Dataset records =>
--- START ---

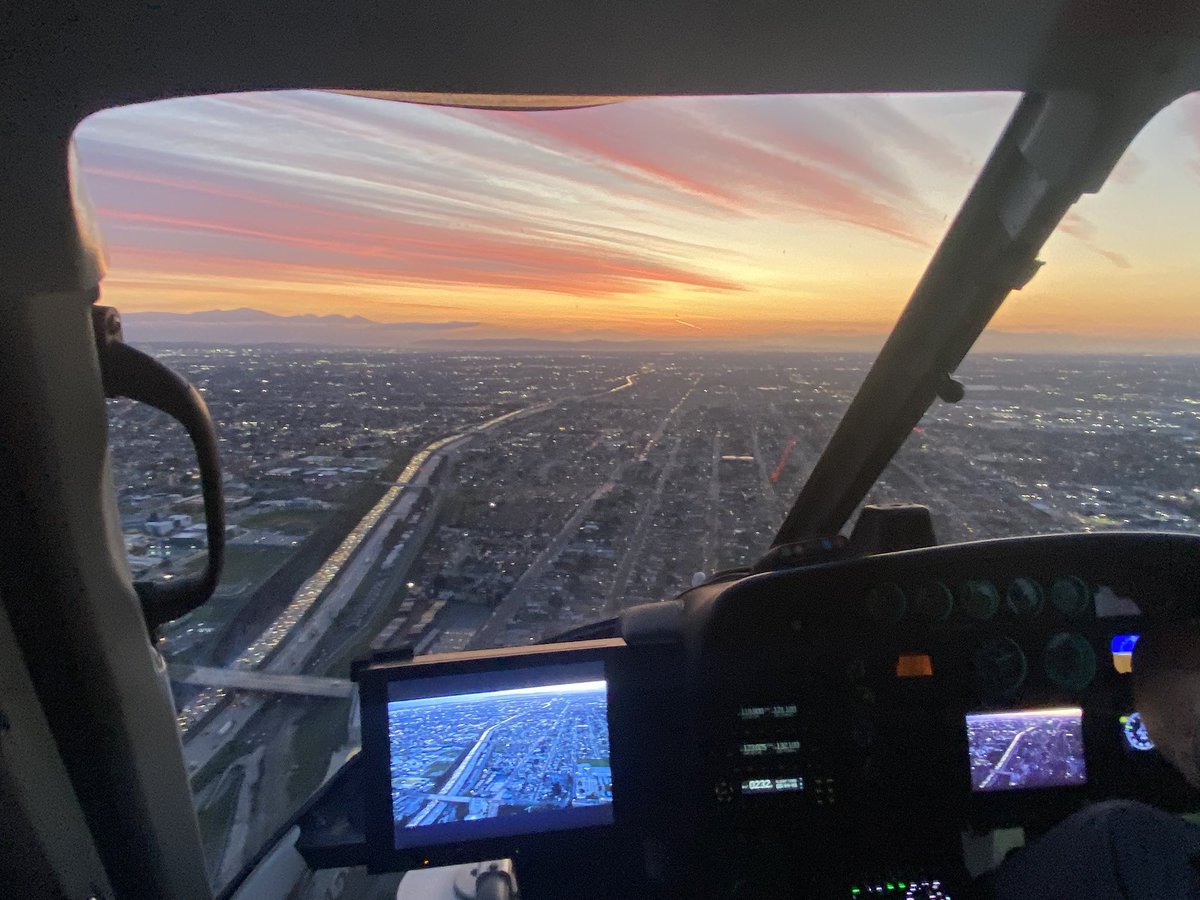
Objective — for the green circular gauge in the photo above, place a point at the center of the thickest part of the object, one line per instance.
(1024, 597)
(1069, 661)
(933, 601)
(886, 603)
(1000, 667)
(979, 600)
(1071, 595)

--- END ---

What you need to do => Excluding the pictures, output every entry above without alteration.

Exercise output =>
Objective — for the green circular gauge in the photo above, place a point at the center of the thickest part of the object, one line per instance.
(1024, 597)
(1069, 661)
(933, 601)
(886, 603)
(1000, 667)
(979, 600)
(1071, 595)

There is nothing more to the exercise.